— Exercise task a —
Please repeat the entries from the line containing "Where can the white background" through the line containing "Query: cluster of leaves", leaving the pictures out of your answer.
─── Reading passage
Great presentation by @MillieQED about how he used web archives alongside other sources for his research on the MMR crisis #WAWeek2017

— Sally Chambers (@schambers3) June 14, 2017

tweets from other sessions

Capturing the Web at Large
A Critique of Current Web Referencing Practices #WAWeek2017 - this is for #wikicite too

— Raffaele Messuti (@atomotic) June 14, 2017

Session 3A

Chris Wemyss: Tracing the virtual community of Hong Kong Britons through the archived web

Focus on Brits in Hong Kong either side of 1997 handover .. sharp decrease in British population after 1997 .. 2001: 18-21k .. but significant community as they bridged colonial and decolonial world, more than just an expat class of business people et al .. aspects of virtual community to their presence that borders on diaspora .. use of three example websites to understand phenomena: using Wayback Machine to look at changes over time .. {combination of analysing web archives with oral histories with those who created and used websites} .. sites that tried to build something rather than just be a platform for ephemeral conversation .. if a website doesn't change in 16 years what do we make of it?

David Geiringer & James Baker: The home computer and networked technology: encounters in the Mass Observation Project archive, 1991-2004

Q&A: similar/same phenomena with typewriters? what do people say about archiving their lives in digital age? (anything on this beyond paper by Microsoft Research?) {more on studies and rooms in relation to class}

Thursday 15 June


John Sheridan, Web archiving the government

Archiving government on the web .. TNA as the archive of government ..

.@johnlsheridan: #webarchiving experience has shown TNA it's future as an archive #WAweek2017

— Sara Day Thomson (@sdaythomson) June 15, 2017

.. government looking at us, trying to understand us; TNA gives researchers the opportunity to see what the state saw .. Doomsday Book: arguably the UKs first dataset .. 20 year web archive, 100 TB, 2k websites .. 'we care about the records of government that government is publishing' .. web has changed what is the published record, complicated what was a simple division between published stuff at the BL and unpublished at the TNA .. collect web at TNA for context .. release of born-digital records under the 20 year rule in coming .. narrow, depth, not a large crawl .. lots of effort to quality assurance of crawl and replaying the content ..
──────
─── The records
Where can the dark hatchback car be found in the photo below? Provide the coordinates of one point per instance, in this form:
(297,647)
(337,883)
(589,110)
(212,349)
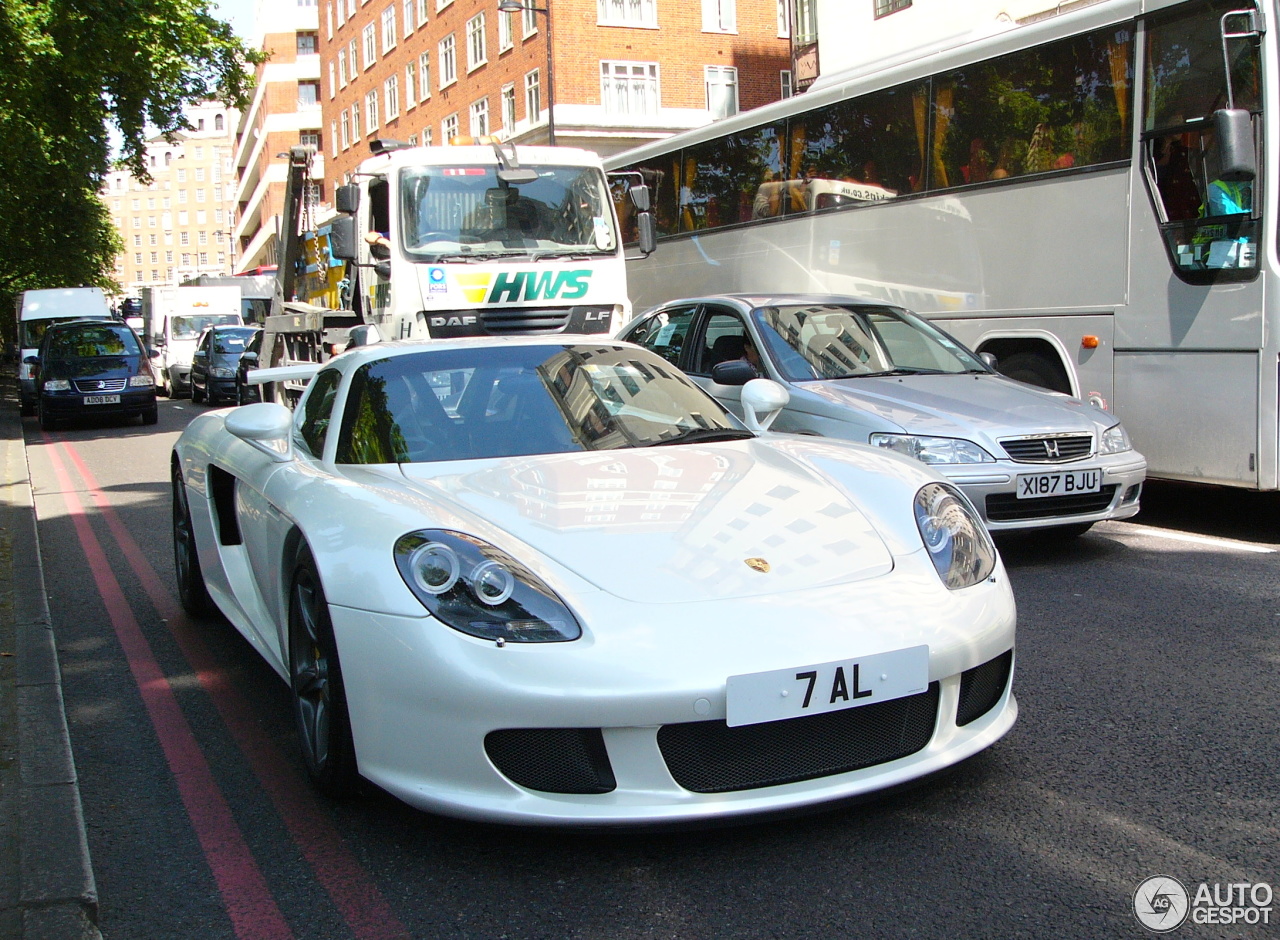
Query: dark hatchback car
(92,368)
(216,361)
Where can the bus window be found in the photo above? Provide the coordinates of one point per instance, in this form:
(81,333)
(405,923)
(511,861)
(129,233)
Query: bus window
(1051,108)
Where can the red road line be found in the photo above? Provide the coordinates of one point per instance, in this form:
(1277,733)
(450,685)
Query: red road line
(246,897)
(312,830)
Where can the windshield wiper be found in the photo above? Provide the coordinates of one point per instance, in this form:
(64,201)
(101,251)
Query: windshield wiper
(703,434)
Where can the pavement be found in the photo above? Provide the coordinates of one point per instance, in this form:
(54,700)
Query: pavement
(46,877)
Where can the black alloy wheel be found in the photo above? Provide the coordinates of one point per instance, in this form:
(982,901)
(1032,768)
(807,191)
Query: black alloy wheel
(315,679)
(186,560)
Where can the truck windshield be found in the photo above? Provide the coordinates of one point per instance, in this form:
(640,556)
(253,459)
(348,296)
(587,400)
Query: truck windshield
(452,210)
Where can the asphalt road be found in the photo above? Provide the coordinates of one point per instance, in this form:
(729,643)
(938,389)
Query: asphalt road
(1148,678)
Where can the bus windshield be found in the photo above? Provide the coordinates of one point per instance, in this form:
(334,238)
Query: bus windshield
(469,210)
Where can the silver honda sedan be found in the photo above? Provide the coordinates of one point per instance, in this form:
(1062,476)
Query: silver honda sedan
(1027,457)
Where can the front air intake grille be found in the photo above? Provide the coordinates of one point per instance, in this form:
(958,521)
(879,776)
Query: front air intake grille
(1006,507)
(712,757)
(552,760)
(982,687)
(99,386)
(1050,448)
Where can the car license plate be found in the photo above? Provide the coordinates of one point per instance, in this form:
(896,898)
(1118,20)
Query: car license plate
──────
─── The records
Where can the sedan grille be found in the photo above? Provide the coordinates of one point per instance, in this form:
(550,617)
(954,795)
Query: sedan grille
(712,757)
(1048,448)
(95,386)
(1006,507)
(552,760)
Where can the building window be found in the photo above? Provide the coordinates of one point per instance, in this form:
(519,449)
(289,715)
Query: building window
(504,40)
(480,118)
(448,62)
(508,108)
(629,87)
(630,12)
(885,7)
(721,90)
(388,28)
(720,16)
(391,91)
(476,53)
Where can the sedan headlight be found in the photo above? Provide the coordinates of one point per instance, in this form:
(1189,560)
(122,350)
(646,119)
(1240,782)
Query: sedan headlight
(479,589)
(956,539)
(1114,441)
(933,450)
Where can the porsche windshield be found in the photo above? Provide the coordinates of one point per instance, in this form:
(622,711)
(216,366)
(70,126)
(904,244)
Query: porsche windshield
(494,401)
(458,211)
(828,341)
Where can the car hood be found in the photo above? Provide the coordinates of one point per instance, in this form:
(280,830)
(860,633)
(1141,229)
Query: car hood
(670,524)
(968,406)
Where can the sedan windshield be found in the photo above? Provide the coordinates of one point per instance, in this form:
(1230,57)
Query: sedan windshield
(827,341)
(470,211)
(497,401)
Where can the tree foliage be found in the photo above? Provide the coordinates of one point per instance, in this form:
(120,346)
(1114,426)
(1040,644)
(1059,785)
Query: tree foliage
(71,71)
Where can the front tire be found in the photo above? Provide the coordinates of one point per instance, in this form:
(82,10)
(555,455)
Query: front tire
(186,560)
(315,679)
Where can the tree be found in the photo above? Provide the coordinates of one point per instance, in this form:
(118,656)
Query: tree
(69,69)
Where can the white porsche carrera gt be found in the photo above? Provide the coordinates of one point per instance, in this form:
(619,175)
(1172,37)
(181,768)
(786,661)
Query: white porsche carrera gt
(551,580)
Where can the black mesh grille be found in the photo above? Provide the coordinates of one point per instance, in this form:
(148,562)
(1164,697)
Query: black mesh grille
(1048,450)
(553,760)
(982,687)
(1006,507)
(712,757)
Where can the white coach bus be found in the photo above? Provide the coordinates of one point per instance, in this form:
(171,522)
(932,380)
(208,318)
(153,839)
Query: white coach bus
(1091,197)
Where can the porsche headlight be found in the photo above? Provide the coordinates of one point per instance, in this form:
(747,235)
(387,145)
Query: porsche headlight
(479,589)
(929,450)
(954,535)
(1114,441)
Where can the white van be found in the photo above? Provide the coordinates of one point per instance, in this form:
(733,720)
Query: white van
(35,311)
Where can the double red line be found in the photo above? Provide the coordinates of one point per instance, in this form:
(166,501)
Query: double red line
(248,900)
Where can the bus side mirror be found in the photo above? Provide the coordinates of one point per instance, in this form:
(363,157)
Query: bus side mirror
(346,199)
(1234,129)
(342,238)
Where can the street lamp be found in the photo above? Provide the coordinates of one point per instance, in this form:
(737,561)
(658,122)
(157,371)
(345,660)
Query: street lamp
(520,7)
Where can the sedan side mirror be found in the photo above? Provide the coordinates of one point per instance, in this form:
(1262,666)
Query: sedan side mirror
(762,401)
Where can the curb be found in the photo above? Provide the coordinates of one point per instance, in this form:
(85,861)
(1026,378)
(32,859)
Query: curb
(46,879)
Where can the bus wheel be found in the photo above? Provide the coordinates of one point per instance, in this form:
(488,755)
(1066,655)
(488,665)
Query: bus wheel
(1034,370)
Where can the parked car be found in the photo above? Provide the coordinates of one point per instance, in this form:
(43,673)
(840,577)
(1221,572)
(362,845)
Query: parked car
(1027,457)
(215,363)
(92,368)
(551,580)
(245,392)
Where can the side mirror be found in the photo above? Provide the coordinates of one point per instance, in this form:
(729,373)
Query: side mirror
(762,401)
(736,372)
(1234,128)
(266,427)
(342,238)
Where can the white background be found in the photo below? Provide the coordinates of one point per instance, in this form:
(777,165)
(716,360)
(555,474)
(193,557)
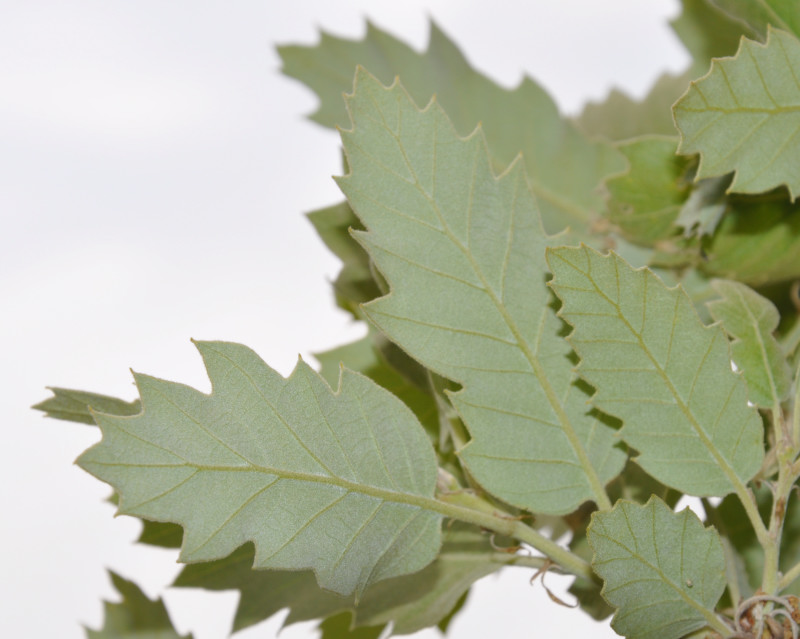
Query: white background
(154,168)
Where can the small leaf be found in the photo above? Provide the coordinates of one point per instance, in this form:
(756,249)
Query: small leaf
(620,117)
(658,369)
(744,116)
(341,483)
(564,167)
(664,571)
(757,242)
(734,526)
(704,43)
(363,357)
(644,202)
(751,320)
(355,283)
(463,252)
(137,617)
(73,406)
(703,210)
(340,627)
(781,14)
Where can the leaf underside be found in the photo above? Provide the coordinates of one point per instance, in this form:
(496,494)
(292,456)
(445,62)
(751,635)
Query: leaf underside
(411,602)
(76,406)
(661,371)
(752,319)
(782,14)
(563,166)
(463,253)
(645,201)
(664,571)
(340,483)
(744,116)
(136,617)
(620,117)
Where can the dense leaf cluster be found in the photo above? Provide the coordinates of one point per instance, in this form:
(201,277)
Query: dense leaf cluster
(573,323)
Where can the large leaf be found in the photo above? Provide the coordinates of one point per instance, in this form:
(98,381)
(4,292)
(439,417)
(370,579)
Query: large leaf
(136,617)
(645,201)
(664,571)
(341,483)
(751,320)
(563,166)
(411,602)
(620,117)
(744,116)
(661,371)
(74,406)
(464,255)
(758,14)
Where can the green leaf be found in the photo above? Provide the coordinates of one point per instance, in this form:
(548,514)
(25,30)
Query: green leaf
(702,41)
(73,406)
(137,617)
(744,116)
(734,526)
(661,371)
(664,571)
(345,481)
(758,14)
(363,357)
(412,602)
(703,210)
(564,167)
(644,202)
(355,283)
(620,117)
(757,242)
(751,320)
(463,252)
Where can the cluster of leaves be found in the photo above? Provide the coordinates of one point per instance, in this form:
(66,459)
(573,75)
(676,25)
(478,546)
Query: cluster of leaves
──────
— Exercise task b —
Translate this sentence from the web archiving conference notes into Spanish: "if a website doesn't change in 16 years what do we make of it?"

— Written reply a —
Where can the white background be found in the photo below? Provide the coordinates of one point per instance, in this form:
(777,165)
(716,360)
(555,474)
(193,557)
Query: white background
(154,168)
Where can the small leaf be found in the photo above? Provide the coordinates of one point per instance, in this form:
(756,249)
Query: small leaf
(620,117)
(658,369)
(744,116)
(341,483)
(564,167)
(664,571)
(757,242)
(734,526)
(704,43)
(363,357)
(644,202)
(751,320)
(355,283)
(463,252)
(137,617)
(73,406)
(703,210)
(340,627)
(781,14)
Where can the leaf underside be found in the photo above? Provide the coordinates of one point per instance, in this form:
(496,494)
(292,456)
(445,62)
(751,635)
Query: leaf underside
(411,602)
(76,406)
(661,371)
(752,319)
(782,14)
(563,166)
(463,253)
(645,201)
(664,571)
(340,483)
(744,116)
(136,617)
(620,117)
Where can the dense leaf cluster be found in the photo above? Provide the coordinates of one point per instance, in this form:
(201,277)
Query: dense leaf cluster
(573,323)
Where can the large leaf be found in the photo above? Provide the coordinates of one point per instance, in this form:
(98,381)
(4,292)
(439,417)
(370,579)
Query: large leaf
(136,617)
(645,201)
(664,571)
(341,483)
(751,320)
(563,166)
(411,602)
(620,117)
(744,116)
(661,371)
(74,406)
(464,255)
(758,14)
Where can the green leaf be found in the photo above? Provide the coordinates of one point per instance, in this form:
(548,514)
(25,30)
Query: green leaf
(702,41)
(73,406)
(137,617)
(744,116)
(734,526)
(661,371)
(664,571)
(345,481)
(758,14)
(363,357)
(412,602)
(703,210)
(564,167)
(644,202)
(355,283)
(620,117)
(757,242)
(751,320)
(463,252)
Where can the cluster of leaves be found in the photo above? Provide the coordinates of one point per instance, in this form:
(66,459)
(573,75)
(676,25)
(478,546)
Query: cluster of leaves

— Written reply b —
Si un sitio web no cambia en 16 años, ¿qué conclusión sacamos de ello?